> _Parts of the exercise_:
[a] From the abstract on the ontology of architecture, reproduce the passage starting with "https://doi.org/10.7480/footprint.9.2.863" and going on through "reception are outlined.".
[b] Render this sentence from the architecture abstract into Spanish: "Architecture is shown to be of the nature of an assemblage, of a machine or a haecceity (to use Deleuze and Guattari’s phrase), and the implications of this in relation to the question of composition and reception are outlined."
[c] In the architecture abstract, whose work is referred to in order to flesh out the proposed ontology?

> _Given text_:
Architecture is always in the middle…

Authors

  • Tim Gough Kingston University School of Architecture and Landscape

DOI:

https://doi.org/10.7480/footprint.9.2.863

Abstract

This essay proposes an ontology of architecture that takes its lead from the bread and butter of architecture: a flat ontology opposed to Cartesianism in the sense that no differentiation between realms (body/mind, high/low) is accepted. The work of Spinoza and Deleuze is referred to in order to flesh out such an ontology, whose aim is to destroy the very desire for architecture and architectural theory to even pose the question about the difference between bread-and-butter architecture and high architecture. Architecture is shown to be of the nature of an assemblage, of a machine or a haecceity (to use Deleuze and Guattari’s phrase), and the implications of this in relation to the question of composition and reception are outlined.

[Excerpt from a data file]
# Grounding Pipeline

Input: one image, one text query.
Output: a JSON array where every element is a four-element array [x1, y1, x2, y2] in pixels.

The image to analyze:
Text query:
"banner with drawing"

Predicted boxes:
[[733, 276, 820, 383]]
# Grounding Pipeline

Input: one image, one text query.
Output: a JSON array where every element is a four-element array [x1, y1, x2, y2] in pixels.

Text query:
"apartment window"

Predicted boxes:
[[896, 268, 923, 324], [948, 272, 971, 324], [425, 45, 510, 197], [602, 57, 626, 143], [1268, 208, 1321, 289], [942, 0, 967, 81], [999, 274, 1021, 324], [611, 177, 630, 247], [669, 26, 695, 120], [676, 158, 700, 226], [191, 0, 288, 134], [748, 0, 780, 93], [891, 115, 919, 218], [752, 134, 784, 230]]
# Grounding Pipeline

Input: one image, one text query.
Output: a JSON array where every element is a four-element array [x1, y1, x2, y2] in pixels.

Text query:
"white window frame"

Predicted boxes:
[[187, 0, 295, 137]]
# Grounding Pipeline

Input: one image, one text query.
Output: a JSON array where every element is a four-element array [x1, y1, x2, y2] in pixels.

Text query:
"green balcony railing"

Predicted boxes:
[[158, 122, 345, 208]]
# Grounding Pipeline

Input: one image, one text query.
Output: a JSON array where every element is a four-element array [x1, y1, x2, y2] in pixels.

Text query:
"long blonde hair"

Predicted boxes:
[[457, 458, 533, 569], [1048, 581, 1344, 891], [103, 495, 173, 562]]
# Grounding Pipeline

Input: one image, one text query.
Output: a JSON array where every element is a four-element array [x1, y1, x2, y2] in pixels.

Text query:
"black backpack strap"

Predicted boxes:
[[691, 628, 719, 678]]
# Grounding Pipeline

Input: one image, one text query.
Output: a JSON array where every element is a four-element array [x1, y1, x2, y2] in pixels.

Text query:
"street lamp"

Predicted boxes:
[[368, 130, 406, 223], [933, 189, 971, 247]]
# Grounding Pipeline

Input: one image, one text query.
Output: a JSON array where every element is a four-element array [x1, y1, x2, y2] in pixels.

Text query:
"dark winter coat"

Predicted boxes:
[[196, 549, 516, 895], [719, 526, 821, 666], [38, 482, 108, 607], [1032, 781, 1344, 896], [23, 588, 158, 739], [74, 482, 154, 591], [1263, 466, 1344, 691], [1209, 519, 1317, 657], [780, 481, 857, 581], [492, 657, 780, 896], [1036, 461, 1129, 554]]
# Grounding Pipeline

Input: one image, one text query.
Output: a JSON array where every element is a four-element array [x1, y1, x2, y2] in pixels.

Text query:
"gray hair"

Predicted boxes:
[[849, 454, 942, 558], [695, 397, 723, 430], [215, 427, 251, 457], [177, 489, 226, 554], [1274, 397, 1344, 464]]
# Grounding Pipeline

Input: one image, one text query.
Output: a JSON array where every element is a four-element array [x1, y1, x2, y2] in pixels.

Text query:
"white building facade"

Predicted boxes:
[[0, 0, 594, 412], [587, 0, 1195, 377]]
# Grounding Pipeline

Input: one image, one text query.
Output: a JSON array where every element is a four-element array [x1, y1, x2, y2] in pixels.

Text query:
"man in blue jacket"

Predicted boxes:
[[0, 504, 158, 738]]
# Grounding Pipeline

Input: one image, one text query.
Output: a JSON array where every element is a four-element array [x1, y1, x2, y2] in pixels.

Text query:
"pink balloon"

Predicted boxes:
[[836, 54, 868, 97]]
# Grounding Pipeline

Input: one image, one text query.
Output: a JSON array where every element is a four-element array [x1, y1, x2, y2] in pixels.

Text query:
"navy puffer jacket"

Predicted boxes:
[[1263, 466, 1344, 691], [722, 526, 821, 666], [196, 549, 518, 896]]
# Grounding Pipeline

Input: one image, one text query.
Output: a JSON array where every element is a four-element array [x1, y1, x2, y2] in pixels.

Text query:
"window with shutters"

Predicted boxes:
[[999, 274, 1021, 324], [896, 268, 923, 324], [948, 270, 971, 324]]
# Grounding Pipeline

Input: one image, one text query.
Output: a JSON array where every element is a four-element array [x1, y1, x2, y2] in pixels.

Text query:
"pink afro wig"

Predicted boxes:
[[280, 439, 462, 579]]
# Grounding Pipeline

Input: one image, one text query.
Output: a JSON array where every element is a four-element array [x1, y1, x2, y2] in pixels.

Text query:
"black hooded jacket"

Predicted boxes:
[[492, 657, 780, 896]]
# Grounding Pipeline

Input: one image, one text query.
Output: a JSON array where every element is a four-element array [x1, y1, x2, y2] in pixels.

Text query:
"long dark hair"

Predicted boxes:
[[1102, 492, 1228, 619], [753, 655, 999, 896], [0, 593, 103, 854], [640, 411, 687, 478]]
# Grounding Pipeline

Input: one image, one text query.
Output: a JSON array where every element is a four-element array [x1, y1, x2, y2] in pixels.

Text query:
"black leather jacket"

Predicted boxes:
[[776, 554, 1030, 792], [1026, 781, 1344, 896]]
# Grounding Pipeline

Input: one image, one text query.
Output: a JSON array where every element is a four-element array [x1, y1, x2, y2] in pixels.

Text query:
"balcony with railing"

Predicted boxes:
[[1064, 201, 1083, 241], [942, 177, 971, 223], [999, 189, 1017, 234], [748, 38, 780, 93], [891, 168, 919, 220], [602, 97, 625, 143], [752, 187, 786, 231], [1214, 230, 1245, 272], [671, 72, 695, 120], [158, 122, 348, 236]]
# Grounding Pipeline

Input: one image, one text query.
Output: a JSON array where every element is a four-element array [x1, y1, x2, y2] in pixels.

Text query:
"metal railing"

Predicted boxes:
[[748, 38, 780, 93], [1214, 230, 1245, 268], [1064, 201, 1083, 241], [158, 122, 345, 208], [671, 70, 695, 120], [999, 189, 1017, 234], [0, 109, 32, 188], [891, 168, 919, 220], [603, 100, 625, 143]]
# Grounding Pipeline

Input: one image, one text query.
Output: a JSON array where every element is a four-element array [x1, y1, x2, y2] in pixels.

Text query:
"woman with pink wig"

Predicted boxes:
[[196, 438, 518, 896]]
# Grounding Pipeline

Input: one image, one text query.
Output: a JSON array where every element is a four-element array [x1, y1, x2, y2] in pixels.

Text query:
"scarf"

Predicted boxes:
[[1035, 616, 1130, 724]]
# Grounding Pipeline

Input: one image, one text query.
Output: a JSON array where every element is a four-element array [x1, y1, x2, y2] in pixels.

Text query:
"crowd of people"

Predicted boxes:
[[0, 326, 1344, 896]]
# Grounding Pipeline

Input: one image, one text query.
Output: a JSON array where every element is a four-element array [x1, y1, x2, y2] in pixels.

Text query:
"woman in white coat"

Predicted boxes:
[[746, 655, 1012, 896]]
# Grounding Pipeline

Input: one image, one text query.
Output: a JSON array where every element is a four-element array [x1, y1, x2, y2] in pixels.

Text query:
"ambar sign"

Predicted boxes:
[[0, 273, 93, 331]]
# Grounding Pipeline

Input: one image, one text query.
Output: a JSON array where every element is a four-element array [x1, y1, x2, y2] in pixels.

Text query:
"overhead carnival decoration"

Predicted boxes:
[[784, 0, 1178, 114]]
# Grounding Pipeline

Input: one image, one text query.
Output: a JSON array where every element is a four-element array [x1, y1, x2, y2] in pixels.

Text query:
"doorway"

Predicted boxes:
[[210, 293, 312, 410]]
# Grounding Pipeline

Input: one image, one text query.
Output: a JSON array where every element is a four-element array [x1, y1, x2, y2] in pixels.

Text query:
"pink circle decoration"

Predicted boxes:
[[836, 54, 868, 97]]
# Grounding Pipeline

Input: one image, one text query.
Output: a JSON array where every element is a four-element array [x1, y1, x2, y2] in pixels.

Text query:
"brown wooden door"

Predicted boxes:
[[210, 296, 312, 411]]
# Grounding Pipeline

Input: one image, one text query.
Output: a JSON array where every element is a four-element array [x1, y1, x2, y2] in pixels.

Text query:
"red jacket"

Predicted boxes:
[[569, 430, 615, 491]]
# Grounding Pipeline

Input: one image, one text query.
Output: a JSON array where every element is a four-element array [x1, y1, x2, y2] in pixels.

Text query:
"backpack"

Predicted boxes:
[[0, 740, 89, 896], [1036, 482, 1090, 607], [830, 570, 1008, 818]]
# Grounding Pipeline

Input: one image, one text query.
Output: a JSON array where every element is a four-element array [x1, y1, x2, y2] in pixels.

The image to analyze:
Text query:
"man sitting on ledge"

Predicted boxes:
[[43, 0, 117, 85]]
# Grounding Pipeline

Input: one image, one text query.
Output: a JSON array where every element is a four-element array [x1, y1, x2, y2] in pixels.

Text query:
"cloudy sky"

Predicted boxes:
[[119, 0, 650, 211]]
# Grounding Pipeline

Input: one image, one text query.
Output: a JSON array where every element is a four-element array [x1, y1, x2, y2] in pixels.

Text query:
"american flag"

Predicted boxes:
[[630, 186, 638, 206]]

> _Answer set_:
[a]
https://doi.org/10.7480/footprint.9.2.863

Abstract

This essay proposes an ontology of architecture that takes its lead from the bread and butter of architecture: a flat ontology opposed to Cartesianism in the sense that no differentiation between realms (body/mind, high/low) is accepted. The work of Spinoza and Deleuze is referred to in order to flesh out such an ontology, whose aim is to destroy the very desire for architecture and architectural theory to even pose the question about the difference between bread-and-butter architecture and high architecture. Architecture is shown to be of the nature of an assemblage, of a machine or a haecceity (to use Deleuze and Guattari’s phrase), and the implications of this in relation to the question of composition and reception are outlined.

[b] Se muestra que la arquitectura tiene la naturaleza de un ensamblaje, de una máquina o de una hecceidad (por usar la expresión de Deleuze y Guattari), y se esbozan las implicaciones de esto en relación con la cuestión de la composición y la recepción.

[c] The work of Spinoza and Deleuze.